=== INFORMATION GIVEN ===
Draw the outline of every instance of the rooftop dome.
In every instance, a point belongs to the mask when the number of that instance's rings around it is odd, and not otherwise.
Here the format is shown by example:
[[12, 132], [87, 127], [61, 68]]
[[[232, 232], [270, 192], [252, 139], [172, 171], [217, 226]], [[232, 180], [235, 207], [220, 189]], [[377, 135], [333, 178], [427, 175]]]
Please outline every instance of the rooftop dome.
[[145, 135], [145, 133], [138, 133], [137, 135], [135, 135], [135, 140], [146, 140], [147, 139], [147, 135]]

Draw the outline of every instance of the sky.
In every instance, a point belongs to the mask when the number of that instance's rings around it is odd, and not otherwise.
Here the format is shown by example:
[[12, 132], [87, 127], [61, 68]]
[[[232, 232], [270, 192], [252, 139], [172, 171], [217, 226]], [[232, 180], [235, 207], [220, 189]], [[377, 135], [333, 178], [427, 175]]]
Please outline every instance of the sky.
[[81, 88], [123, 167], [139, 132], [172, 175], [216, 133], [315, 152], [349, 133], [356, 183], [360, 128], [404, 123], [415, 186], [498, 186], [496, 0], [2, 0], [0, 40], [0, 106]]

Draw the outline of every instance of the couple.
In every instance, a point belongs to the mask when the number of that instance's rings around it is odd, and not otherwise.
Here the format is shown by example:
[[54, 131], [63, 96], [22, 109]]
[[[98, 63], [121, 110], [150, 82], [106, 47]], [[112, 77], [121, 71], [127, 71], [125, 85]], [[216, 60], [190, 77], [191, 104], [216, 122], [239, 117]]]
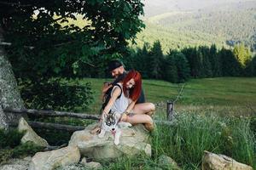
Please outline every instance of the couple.
[[151, 115], [155, 110], [152, 103], [144, 103], [144, 94], [142, 90], [141, 74], [137, 71], [125, 71], [123, 64], [113, 60], [108, 65], [108, 71], [115, 78], [110, 84], [103, 86], [102, 94], [110, 88], [111, 97], [102, 110], [102, 116], [113, 111], [122, 114], [121, 122], [132, 125], [143, 123], [147, 130], [154, 130]]

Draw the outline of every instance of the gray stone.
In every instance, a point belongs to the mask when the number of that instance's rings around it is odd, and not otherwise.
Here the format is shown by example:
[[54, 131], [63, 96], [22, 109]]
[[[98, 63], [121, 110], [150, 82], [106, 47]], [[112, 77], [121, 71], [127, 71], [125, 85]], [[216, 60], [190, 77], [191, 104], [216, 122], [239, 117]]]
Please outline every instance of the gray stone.
[[83, 156], [92, 158], [96, 162], [119, 158], [124, 155], [134, 156], [141, 152], [151, 156], [151, 145], [148, 132], [143, 125], [122, 129], [120, 143], [113, 144], [113, 137], [110, 133], [100, 139], [90, 131], [96, 127], [91, 124], [84, 130], [74, 132], [69, 141], [70, 146], [78, 146]]
[[224, 155], [205, 151], [202, 159], [202, 170], [253, 170], [253, 167], [240, 163]]
[[160, 156], [159, 156], [158, 162], [159, 162], [159, 165], [163, 166], [167, 168], [181, 169], [173, 159], [172, 159], [171, 157], [169, 157], [166, 155], [161, 155]]
[[38, 136], [33, 131], [33, 129], [28, 125], [28, 123], [26, 122], [26, 120], [23, 117], [21, 117], [19, 121], [18, 130], [19, 132], [26, 131], [26, 133], [21, 139], [22, 144], [31, 141], [38, 146], [46, 147], [49, 145], [47, 141], [44, 139]]
[[78, 163], [80, 160], [79, 150], [76, 146], [67, 146], [51, 151], [38, 152], [29, 165], [29, 170], [52, 170], [58, 167]]
[[83, 157], [82, 161], [80, 162], [81, 164], [85, 165], [87, 163], [86, 158]]
[[91, 169], [91, 170], [98, 170], [98, 169], [102, 169], [102, 166], [99, 162], [90, 162], [85, 164], [85, 168]]

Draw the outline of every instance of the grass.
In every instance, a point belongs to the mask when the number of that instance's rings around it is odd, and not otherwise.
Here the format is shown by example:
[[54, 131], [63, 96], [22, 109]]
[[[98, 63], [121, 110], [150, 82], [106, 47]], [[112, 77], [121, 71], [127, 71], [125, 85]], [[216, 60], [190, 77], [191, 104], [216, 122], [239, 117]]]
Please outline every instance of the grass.
[[[99, 111], [101, 88], [105, 81], [82, 80], [82, 83], [91, 82], [95, 94], [90, 110], [84, 112]], [[166, 102], [174, 100], [181, 87], [182, 84], [164, 81], [143, 80], [147, 100], [158, 104], [155, 119], [165, 119]], [[208, 150], [226, 155], [255, 169], [255, 116], [245, 116], [256, 113], [255, 101], [256, 78], [190, 80], [186, 82], [180, 99], [175, 104], [177, 114], [173, 125], [158, 125], [151, 133], [153, 156], [122, 157], [115, 162], [103, 163], [103, 168], [172, 169], [158, 161], [159, 156], [166, 155], [173, 158], [182, 169], [200, 169], [203, 151]], [[9, 152], [4, 153], [3, 158], [12, 156]]]
[[[100, 95], [105, 79], [84, 78], [91, 82], [95, 101], [90, 112], [98, 113], [102, 105]], [[109, 81], [109, 80], [108, 80]], [[174, 100], [182, 84], [157, 80], [143, 80], [146, 100], [161, 103], [166, 109], [167, 100]], [[218, 77], [191, 79], [186, 82], [181, 97], [175, 104], [177, 111], [200, 112], [211, 110], [220, 114], [250, 115], [256, 110], [256, 78]]]
[[[90, 111], [98, 111], [104, 79], [86, 78], [95, 91]], [[147, 101], [157, 105], [154, 118], [165, 118], [166, 100], [174, 100], [183, 86], [143, 80]], [[160, 155], [173, 158], [183, 169], [200, 169], [204, 150], [224, 154], [256, 168], [256, 78], [218, 77], [186, 82], [175, 104], [176, 123], [157, 126], [152, 134], [153, 156], [121, 158], [104, 169], [170, 169], [158, 163]], [[255, 118], [254, 118], [255, 119]], [[253, 124], [254, 123], [254, 124]]]
[[249, 122], [243, 117], [179, 113], [173, 126], [157, 126], [152, 133], [152, 157], [122, 157], [104, 163], [104, 169], [172, 169], [159, 162], [161, 155], [171, 156], [182, 169], [200, 169], [204, 150], [231, 156], [255, 168], [256, 139]]

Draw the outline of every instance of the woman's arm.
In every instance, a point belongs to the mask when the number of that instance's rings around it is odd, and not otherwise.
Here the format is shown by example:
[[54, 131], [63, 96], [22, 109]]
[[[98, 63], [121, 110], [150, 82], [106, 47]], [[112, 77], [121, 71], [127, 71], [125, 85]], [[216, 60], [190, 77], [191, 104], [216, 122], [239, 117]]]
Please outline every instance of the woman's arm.
[[111, 98], [108, 101], [108, 103], [107, 104], [106, 107], [104, 108], [103, 111], [102, 111], [102, 115], [103, 114], [108, 114], [111, 107], [113, 106], [113, 103], [115, 102], [116, 99], [121, 94], [121, 89], [119, 88], [113, 88], [113, 93], [111, 95]]
[[131, 110], [133, 109], [135, 104], [136, 104], [136, 101], [131, 100], [131, 104], [128, 105], [128, 107], [127, 107], [127, 109], [125, 110], [125, 112], [130, 114]]

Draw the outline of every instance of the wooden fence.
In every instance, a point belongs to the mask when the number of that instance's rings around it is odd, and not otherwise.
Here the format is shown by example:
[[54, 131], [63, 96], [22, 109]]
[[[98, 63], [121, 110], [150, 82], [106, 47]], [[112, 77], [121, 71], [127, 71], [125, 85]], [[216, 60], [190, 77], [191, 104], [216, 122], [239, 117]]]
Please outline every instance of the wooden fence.
[[[154, 122], [158, 124], [172, 125], [172, 120], [173, 119], [173, 108], [174, 105], [172, 102], [167, 102], [166, 107], [166, 119], [167, 121], [157, 121]], [[32, 110], [32, 109], [3, 109], [4, 112], [10, 112], [13, 114], [27, 115], [35, 117], [73, 117], [79, 119], [90, 119], [90, 120], [99, 120], [100, 116], [96, 114], [87, 114], [87, 113], [74, 113], [67, 111], [55, 111], [55, 110]], [[46, 128], [46, 129], [57, 129], [64, 130], [68, 132], [74, 132], [78, 130], [84, 129], [83, 126], [73, 126], [65, 124], [57, 124], [50, 122], [27, 122], [28, 124], [33, 128]], [[10, 126], [17, 126], [16, 124], [10, 124]]]

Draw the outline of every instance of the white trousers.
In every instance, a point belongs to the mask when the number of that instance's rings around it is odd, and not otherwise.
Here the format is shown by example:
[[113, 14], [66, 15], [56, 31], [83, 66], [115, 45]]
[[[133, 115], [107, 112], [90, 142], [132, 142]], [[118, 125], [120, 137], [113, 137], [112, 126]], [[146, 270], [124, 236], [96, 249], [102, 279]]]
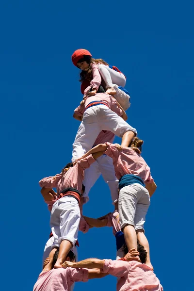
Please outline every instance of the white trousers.
[[118, 201], [118, 181], [115, 176], [113, 159], [106, 155], [103, 155], [97, 159], [96, 162], [92, 164], [84, 171], [84, 179], [83, 181], [85, 186], [83, 197], [84, 202], [89, 200], [88, 194], [91, 188], [102, 174], [105, 183], [107, 183], [111, 191], [111, 197], [114, 204]]
[[113, 97], [125, 111], [126, 111], [130, 107], [130, 96], [124, 92], [124, 91], [119, 89], [118, 86], [115, 84], [113, 84], [113, 87], [116, 92], [116, 94], [114, 95]]
[[73, 197], [65, 196], [54, 203], [50, 220], [54, 237], [53, 247], [59, 247], [64, 240], [75, 245], [78, 239], [80, 216], [78, 202]]
[[149, 192], [135, 183], [120, 190], [118, 211], [121, 229], [126, 225], [133, 226], [135, 229], [143, 229], [146, 215], [150, 204]]
[[87, 109], [83, 115], [81, 126], [73, 144], [73, 160], [80, 158], [91, 149], [101, 130], [110, 130], [122, 137], [127, 131], [137, 131], [107, 106], [99, 105]]
[[[44, 250], [43, 257], [43, 265], [44, 262], [47, 258], [48, 257], [49, 254], [51, 250], [51, 248], [54, 243], [54, 237], [52, 236], [49, 239], [46, 244], [45, 249]], [[72, 248], [71, 249], [73, 253], [76, 256], [76, 261], [78, 261], [78, 251], [77, 247], [75, 245], [74, 245]]]
[[99, 65], [98, 69], [106, 84], [106, 88], [113, 87], [113, 83], [125, 87], [126, 79], [122, 73], [117, 72], [103, 64]]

=== EXERCISE ===
Can you copy out, unchanged, every line of the entries from the very first one through the line containing "40], [0, 106]]", with that line included?

=== TASK RESULT ===
Draw the outline of every instance of the rooftop dome.
In every instance, a point belongs to the mask when the number of that instance's rings around it is odd, and not otherwise.
Here the format is shown by example:
[[12, 132], [87, 127], [61, 68]]
[[[232, 232], [270, 192], [252, 139], [172, 171], [217, 226]], [[232, 180], [235, 207], [220, 189]], [[377, 135], [333, 178], [427, 175]]]
Please outline every instance of the rooftop dome.
[[145, 135], [145, 133], [138, 133], [137, 135], [135, 135], [135, 140], [146, 140], [147, 139], [147, 135]]

Draw the outline of every instance of the sky.
In every instance, a point belongs to the mask when the number of that instance's rings around it is odd, and not otherwise.
Here the format is shown by example:
[[12, 132], [87, 127], [61, 68]]
[[[232, 232], [270, 192], [252, 139], [172, 171], [217, 226]], [[232, 180], [235, 207], [220, 189]], [[377, 135], [333, 178], [427, 175]]]
Please outline every instance of the sky.
[[81, 88], [123, 167], [139, 132], [172, 175], [216, 133], [315, 152], [349, 133], [356, 183], [360, 128], [404, 123], [415, 186], [498, 186], [496, 0], [2, 0], [0, 40], [0, 106]]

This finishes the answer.